→ **练习任务**:
原样引用下面的所有行，答案里不要包含图片。

------ 给定各行 ------

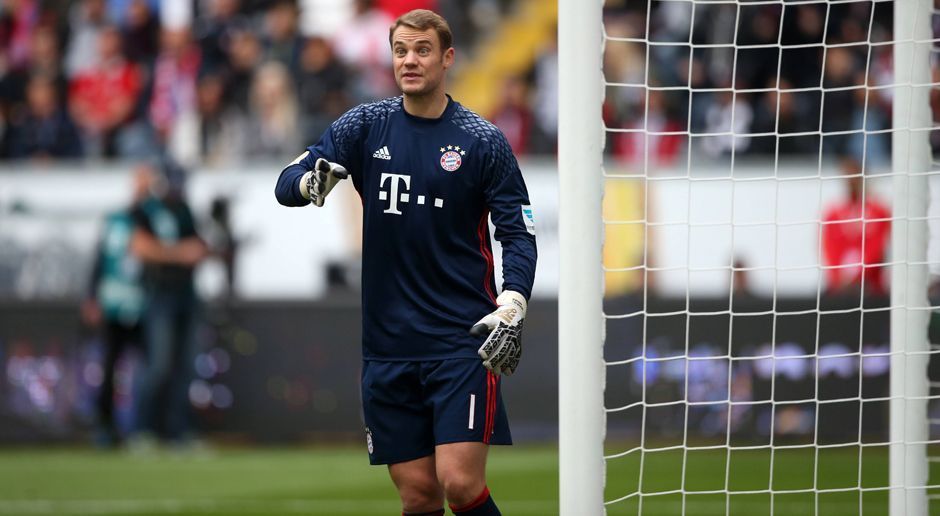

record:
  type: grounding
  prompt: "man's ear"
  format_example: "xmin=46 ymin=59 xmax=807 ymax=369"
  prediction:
xmin=444 ymin=47 xmax=456 ymax=68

------

→ **回答**:
record:
  type: grounding
  prompt: "man's ear"
  format_example: "xmin=46 ymin=59 xmax=807 ymax=369"
  prediction:
xmin=444 ymin=47 xmax=456 ymax=68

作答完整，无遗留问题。